Your task:
Print every line below word for word, changing nothing.
----
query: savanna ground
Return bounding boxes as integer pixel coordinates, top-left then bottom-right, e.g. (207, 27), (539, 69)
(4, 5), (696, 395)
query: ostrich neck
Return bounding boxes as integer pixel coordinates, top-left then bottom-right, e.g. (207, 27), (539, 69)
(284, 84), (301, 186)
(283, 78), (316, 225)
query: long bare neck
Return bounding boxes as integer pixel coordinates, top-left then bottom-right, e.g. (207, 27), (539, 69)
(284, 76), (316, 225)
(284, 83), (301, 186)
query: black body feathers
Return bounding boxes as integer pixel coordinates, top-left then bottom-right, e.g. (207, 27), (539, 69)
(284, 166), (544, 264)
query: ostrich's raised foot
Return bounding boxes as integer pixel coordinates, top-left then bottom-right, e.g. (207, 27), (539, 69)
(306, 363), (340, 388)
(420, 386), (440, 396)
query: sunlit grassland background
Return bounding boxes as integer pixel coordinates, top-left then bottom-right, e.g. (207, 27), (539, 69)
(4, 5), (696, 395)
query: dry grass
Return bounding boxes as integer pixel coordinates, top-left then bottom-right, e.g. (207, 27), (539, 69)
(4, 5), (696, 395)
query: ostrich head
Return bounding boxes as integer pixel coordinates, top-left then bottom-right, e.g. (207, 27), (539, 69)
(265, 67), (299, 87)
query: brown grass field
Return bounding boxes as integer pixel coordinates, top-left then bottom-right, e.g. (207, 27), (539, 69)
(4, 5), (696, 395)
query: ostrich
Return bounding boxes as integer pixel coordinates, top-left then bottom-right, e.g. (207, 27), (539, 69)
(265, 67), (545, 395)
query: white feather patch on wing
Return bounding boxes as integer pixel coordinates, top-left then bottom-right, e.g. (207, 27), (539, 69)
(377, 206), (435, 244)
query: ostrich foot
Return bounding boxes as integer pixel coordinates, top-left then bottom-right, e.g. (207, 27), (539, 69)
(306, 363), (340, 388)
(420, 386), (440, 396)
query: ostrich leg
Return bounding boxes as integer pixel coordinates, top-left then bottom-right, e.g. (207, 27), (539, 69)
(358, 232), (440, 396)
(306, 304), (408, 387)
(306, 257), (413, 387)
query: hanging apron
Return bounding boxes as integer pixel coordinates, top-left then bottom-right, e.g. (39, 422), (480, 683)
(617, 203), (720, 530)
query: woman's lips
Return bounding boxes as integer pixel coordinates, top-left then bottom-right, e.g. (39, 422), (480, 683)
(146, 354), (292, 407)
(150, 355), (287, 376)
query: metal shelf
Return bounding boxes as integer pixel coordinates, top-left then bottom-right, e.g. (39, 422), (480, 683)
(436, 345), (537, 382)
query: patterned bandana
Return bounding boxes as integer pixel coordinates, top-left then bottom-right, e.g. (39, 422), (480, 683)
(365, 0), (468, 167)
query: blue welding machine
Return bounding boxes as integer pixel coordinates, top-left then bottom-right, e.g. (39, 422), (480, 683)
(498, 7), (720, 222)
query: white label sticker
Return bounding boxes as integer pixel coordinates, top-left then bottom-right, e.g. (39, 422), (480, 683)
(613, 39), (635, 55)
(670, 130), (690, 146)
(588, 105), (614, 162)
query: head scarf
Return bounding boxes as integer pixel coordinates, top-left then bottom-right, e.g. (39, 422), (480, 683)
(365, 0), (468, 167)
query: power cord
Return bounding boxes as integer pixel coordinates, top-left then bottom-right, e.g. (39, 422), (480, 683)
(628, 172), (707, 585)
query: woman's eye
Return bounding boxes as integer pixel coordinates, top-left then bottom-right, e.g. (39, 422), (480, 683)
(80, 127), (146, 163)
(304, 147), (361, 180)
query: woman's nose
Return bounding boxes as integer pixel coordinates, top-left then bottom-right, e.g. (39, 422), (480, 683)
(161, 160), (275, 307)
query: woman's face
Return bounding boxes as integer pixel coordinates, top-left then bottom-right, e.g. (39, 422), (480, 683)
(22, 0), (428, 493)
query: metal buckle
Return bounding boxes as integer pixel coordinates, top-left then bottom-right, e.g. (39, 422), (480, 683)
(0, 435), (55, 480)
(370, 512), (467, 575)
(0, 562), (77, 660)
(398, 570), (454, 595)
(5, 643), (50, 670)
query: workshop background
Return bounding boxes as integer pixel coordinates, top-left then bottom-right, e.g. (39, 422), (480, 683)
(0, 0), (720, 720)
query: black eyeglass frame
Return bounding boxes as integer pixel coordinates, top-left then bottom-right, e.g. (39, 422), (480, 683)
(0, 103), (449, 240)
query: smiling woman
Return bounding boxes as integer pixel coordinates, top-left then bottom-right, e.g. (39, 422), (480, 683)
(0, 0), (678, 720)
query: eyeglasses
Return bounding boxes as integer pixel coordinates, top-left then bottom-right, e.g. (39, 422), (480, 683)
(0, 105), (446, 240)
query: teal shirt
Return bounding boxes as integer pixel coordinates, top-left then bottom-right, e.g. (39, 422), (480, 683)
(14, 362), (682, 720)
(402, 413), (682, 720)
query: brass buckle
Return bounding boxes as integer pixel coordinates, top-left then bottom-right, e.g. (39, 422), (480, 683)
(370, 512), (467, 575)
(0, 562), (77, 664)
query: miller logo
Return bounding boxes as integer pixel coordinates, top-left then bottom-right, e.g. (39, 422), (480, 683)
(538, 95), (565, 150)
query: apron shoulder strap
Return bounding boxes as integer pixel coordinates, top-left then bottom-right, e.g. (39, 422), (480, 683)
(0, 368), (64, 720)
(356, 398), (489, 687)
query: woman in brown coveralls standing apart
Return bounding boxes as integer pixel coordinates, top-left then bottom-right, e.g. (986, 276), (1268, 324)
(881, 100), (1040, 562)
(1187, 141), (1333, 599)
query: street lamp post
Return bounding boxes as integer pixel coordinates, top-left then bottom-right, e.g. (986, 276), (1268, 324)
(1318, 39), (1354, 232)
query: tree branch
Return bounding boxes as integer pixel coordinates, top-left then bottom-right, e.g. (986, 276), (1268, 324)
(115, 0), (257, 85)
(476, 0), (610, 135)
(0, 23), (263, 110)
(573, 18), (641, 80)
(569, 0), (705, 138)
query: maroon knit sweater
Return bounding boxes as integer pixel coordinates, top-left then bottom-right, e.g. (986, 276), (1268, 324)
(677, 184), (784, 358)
----
Answer in full:
query: savanna ground
Return bounding boxes as integer pixel coordinates, top-left then bottom-right, e.g. (207, 27), (539, 69)
(4, 5), (696, 395)
query: ostrich neck
Return bounding boxes as integer pixel coordinates, top-left then bottom-right, e.g. (207, 27), (539, 69)
(284, 84), (301, 186)
(283, 78), (316, 225)
query: long bare neck
Return bounding boxes as integer pixel coordinates, top-left then bottom-right, e.g. (207, 27), (539, 69)
(284, 76), (316, 225)
(284, 83), (301, 186)
query: black body feathers
Return bounding boxes as integer pixel coordinates, top-left then bottom-right, e.g. (207, 27), (539, 69)
(284, 166), (544, 264)
query: ostrich's raised foot
Return bounding boxes as integer pixel coordinates, top-left then bottom-right, e.g. (207, 27), (539, 69)
(306, 363), (340, 388)
(420, 386), (440, 396)
query: sunlit grassland background
Return bounding boxes as integer pixel coordinates, top-left then bottom-right, e.g. (207, 27), (539, 69)
(4, 5), (696, 395)
query: dry grass
Return bounding boxes as integer pixel coordinates, top-left then bottom-right, e.g. (207, 27), (539, 69)
(4, 5), (696, 395)
query: ostrich head
Return bounding boxes as integer pixel coordinates, top-left then bottom-right, e.g. (207, 27), (539, 69)
(265, 67), (299, 87)
query: brown grass field
Return bounding boxes as integer pixel coordinates, top-left then bottom-right, e.g. (207, 27), (539, 69)
(4, 5), (696, 395)
query: ostrich
Return bounding boxes as integer pixel coordinates, top-left then bottom-right, e.g. (207, 27), (539, 69)
(265, 67), (545, 395)
query: white feather patch on wing
Return bounding boxes as integer pixel coordinates, top-left then bottom-right, e.g. (207, 27), (539, 69)
(377, 206), (435, 244)
query: ostrich foot
Return bounding boxes as integer pixel coordinates, top-left then bottom-right, e.g. (207, 27), (539, 69)
(306, 363), (340, 388)
(420, 386), (440, 396)
query: ostrich leg
Return bounding boxes as integer pixel coordinates, top-left then bottom-right, e.g. (207, 27), (539, 69)
(358, 232), (440, 396)
(306, 304), (408, 387)
(306, 257), (413, 387)
query: hanging apron
Return bounding boxes as integer pixel coordinates, top-left then bottom-right, e.g. (39, 422), (480, 683)
(617, 203), (720, 530)
query: woman's lips
Return bounding boxes as integer pixel coordinates, top-left then bottom-right, e.g. (39, 422), (480, 683)
(146, 354), (292, 407)
(150, 355), (287, 376)
query: metal shelf
Return bounding boxes as integer pixel coordinates, top-left then bottom-right, e.g. (39, 422), (480, 683)
(436, 345), (537, 382)
query: patterned bandana
Return bounding boxes as integer pixel coordinates, top-left then bottom-right, e.g. (39, 422), (480, 683)
(365, 0), (468, 167)
query: blue welding machine
Return bounding boxes as integer pixel coordinates, top-left then bottom-right, e.g. (39, 422), (480, 683)
(498, 7), (720, 222)
query: white label sticker
Return bounding boxes as integer pixel coordinates, top-left then bottom-right, e.g. (39, 422), (480, 683)
(613, 39), (635, 55)
(670, 130), (690, 146)
(588, 105), (614, 162)
query: head scarf
Return bounding boxes as integer pixel coordinates, top-left then bottom-right, e.g. (39, 422), (480, 683)
(365, 0), (468, 167)
query: power cord
Return bounding boxes as integer pixel coordinates, top-left then bottom-right, e.g. (39, 422), (480, 683)
(628, 172), (707, 585)
query: woman's eye
Return bounding boxes as integer pixel coordinates, top-left then bottom-right, e.g. (39, 422), (480, 683)
(80, 127), (146, 163)
(304, 147), (361, 180)
query: woman's nose
Return bounding boxes as integer pixel coordinates, top-left then bottom-right, e.g. (39, 422), (480, 683)
(161, 160), (275, 307)
query: woman's face
Return bounding boxes as integer pixel coordinates, top-left then bottom-right, e.g. (39, 422), (480, 683)
(22, 0), (428, 493)
query: metal buckle
Return bounding boxes as integer pixel coordinates, top-left then bottom-right, e.g. (39, 422), (480, 683)
(0, 435), (55, 480)
(370, 512), (467, 575)
(0, 562), (77, 660)
(398, 570), (454, 595)
(5, 643), (50, 670)
query: workshop background
Return bounding boxes as integer pixel coordinates, top-left then bottom-right, e.g. (39, 422), (480, 683)
(0, 0), (720, 720)
query: black eyeglass frame
Return bounding boxes as integer pixel coordinates, top-left then bottom-right, e.g. (39, 422), (480, 683)
(0, 103), (449, 240)
query: smiling woman
Return bounding boxes as integer pixel coordinates, top-left then bottom-right, e.g. (39, 422), (480, 683)
(0, 0), (678, 720)
query: eyeglasses
Return bounding boxes as integer pixel coordinates, top-left then bottom-right, e.g. (39, 422), (480, 683)
(0, 105), (446, 240)
query: teal shirt
Return bounding boxes as integer pixel coordinates, top-left then bottom-right, e.g. (39, 422), (480, 683)
(14, 362), (682, 720)
(402, 413), (682, 720)
query: brass buckle
Return bounding boxes as integer pixel coordinates, top-left then bottom-right, e.g. (39, 422), (480, 683)
(370, 512), (467, 575)
(0, 562), (77, 664)
query: miller logo
Return bounding boxes as integer pixel coordinates, top-left then bottom-right, e.g. (39, 422), (480, 683)
(538, 95), (565, 150)
query: apron shoulder strap
Return bounding boxes as integer pixel coordinates, top-left then bottom-right, e.g. (39, 422), (480, 683)
(0, 368), (64, 720)
(356, 398), (489, 687)
query: woman in brown coveralls standing apart
Return bounding boxes as integer pixel coordinates, top-left then bottom-right, e.g. (986, 276), (1268, 324)
(881, 100), (1040, 562)
(1187, 141), (1333, 599)
query: street lamp post
Return bounding boxes as integer pixel coordinates, top-left then bottom-right, e.g. (986, 276), (1268, 324)
(1318, 39), (1354, 232)
query: tree branch
Return bounding boxes as integer pixel coordinates, top-left then bottom-right, e.g. (986, 276), (1268, 324)
(115, 0), (257, 85)
(476, 0), (610, 135)
(0, 23), (263, 110)
(573, 18), (641, 80)
(569, 0), (705, 138)
query: maroon knit sweater
Return bounding boxes as integer pixel coordinates, top-left then bottom-right, e.g. (986, 276), (1268, 324)
(677, 184), (784, 358)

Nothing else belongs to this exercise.